**SOURCE EXTRACT**
━━━━━━━━━━

Destination by Hyatt
- Type: Private
- Industry: Hospitality management
- Founded: 1972; 54 years ago
- Headquarters: Englewood, Colorado
- Number of locations: 40
- Owner: Hyatt
- Website: www.hyatt.com/destination-by-hyatt/en-US

= Destination by Hyatt =

American lodging management company

Destination by Hyatt is a privately held lodging management company headquartered in Englewood, Colorado. It is the United States' largest independent hospitality management company, representing 40 luxury and upscale hotels, resorts and golf clubs internationally. The collection includes a mix of mountain, beach and city properties across the United States and Scotland.

==History==
Destination Hotels began in 1972 (as Destination Hotels & Resorts) with the opening of The Gant in Aspen, one of the first condominium resort properties in the United States to offer contemporary hotel services such as concierge and front desk. Destination Hotels was a subsidiary of Lowe Hospitality Group (LHG), which is owned by Lowe Enterprises, a privately held national real estate investment, management and development firm headquartered in Los Angeles, California until October 2018. The company partners with affiliate Lowe Destination Development, also an LHG subsidiary, to development hospitality projects including both hotels and resort residential communities. LDD hotel and resort projects are managed by Destination Hotels upon completion.

In January 2016, Destination Hotels merged with Commune Hotels. In October 2018, Hyatt purchased Two Roads Hospitality which owned Destination Hotels at the time.

==Properties==
The company's portfolio features 21 golf courses, 20 full-service spas, six IACC certified conference centers, and 110 bars and restaurants located in key states. On 5 October 2022, a new addition was announced, the first property outside of the US, in the Scottish Borders.

━━━━━━━━━━

**DATA UNDER STUDY**
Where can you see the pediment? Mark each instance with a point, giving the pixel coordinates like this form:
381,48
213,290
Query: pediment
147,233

━━━━━━━━━━

**WHAT YOU HAVE TO DO**
Rewrite the part of the Destination by Hyatt text starting with "In January 2016, Destination" and going on through "the Scottish Borders.", with "spas" changed to "wellness centers". Rely only on the Destination by Hyatt text.

**EXERCISE OUTPUT**
In January 2016, Destination Hotels merged with Commune Hotels. In October 2018, Hyatt purchased Two Roads Hospitality which owned Destination Hotels at the time.

==Properties==
The company's portfolio features 21 golf courses, 20 full-service wellness centers, six IACC certified conference centers, and 110 bars and restaurants located in key states. On 5 October 2022, a new addition was announced, the first property outside of the US, in the Scottish Borders.